◆ Given text
★ ★ ★ ★ ★ ★ ★
Wednesday, March 13, 2013

Spring Break Series: The Sites

Whilst on my spring break in South Dakota, my fellow breakers and I performed service for an impoverished Native American reservation. But this was not all that we did out there.


We had one day off during the week to go site seeing; some of which we had already done on Sunday. On Sunday we went to see the Badlands, which are basically gigantic rock mountain-like formations in red and tan. As soon as we saw them we were amazed, all hoping out of the car simultaneously to climb up and down and all around the natural playground. I felt a bit like Indiana Jones, scaling intense cliff sides and standing on what I took to be the edge of the world. We did this for hours, and it never got old. It seemed the longer we were out there, the more mystical the moments became. At sunset, we took one last look out over the lands, green plateaus housing buffalo herds and a fiery red sky looking back at us. It was an all new experience for me.

And that was only the beginning!
★ ★ ★ ★ ★ ★ ★
◆ Task statement
Continue the blog post about spring break sightseeing in South Dakota, picking up after its final line, "And that was only the beginning!"
★ ★ ★ ★ ★ ★ ★
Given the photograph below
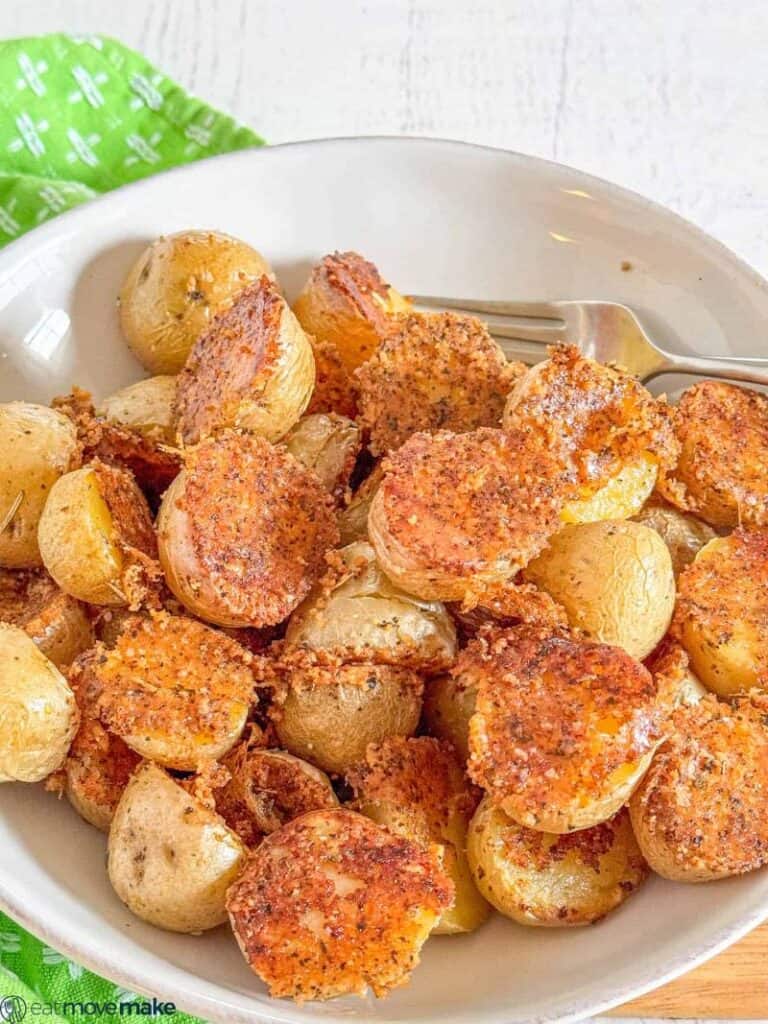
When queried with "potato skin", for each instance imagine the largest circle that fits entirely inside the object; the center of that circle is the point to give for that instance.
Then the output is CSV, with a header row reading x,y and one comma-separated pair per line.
x,y
331,904
174,289
145,407
359,615
38,713
699,812
614,580
39,445
721,612
346,302
171,859
551,881
417,788
330,714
★ ★ ★ ★ ★ ★ ★
◆ Answer to this exercise
On our day off, we went to see: Wounded Knee, the Wind Caves, Crazy Horse Monument, Prairie's Edge, and Bear Butte, in that order. Wounded Knee was our first stop, and it must have been about 6:45 when we got there, because the sun was just rising in the sky and the morning frost was fresh on the graves. It was freezing, silent, and most of all, sobering. The gravesite was completely still, the kind of stillness that only comes from eternal sleep. The mass grave that stood above the rest was covered with colorful, battered cloth pieces waving in the breeze. These cloth pieces are like prayers from people who had come to the site beforehand to pray for the deceased. I saw graves of children there, and babies, and who knows how many young people were buried in the unmarked, mass grave. It was a sad sight to behold, but one of great historical significance.

Next, we went to the Wind Caves, which were much less tragic yet just as significant. The Lakota people believe that the first humans crawled out of those caves at the dawn of time. The only natural entrance to the caves are the size of a man's hat, which is why we went in the manmade entrance. Down in the caves, there are passageways and tunnels leading every which way deeper and deeper into the Earth's core. All of the passageways have not yet been explored, but of the thousands that have been, we only got to go down one. The walls of the cave were amazing; molded and shaped from thousands (millions?) of years of decay and erosion. At one point, our tour guide had us all be completely silent, and he turned off all of the lights. I have never experienced such darkness. Not a sound but our breath and a little drip of water every now and then. Not a sight at all. I couldn't even see my hand in front of my face. Imagine what it would be like to live in such nothingness. This was one of my favorite parts of the trip, having a feeling so foreign as being completely and utterly empty. Something I will never forget.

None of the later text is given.